Collection entries:
********************
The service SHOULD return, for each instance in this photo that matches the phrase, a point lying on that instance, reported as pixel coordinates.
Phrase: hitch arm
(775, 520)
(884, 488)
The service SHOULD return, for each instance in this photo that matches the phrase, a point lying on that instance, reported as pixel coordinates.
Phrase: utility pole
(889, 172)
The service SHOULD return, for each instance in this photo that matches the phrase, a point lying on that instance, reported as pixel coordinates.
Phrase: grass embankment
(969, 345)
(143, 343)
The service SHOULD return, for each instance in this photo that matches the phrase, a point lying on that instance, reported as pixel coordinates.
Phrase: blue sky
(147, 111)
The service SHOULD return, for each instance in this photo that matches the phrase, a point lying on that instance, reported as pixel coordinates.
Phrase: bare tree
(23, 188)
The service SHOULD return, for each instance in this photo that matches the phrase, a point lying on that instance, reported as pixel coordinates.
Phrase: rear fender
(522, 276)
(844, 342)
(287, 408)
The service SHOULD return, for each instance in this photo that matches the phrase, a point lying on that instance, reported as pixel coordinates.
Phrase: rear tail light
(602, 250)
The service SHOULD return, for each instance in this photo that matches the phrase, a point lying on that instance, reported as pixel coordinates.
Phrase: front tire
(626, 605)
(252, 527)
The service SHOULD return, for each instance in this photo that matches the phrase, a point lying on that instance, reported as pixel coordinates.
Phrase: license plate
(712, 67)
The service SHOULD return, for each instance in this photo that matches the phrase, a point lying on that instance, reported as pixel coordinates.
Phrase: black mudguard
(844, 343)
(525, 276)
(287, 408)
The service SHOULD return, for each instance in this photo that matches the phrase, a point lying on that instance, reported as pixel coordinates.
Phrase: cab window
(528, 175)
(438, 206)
********************
— WHAT YOU HAVE TO DO —
Copy out the line holding "Phrase: black mudguard" along with all lines after it through the end of the entries, exactly and only these.

— EXPECTED ANSWER —
Phrase: black mudguard
(844, 343)
(525, 276)
(287, 408)
The service SHOULD return, for each instance in this photo that matches the phrase, a point lying on that instance, reported as pixel coordinates.
Phrase: cab window
(528, 175)
(438, 206)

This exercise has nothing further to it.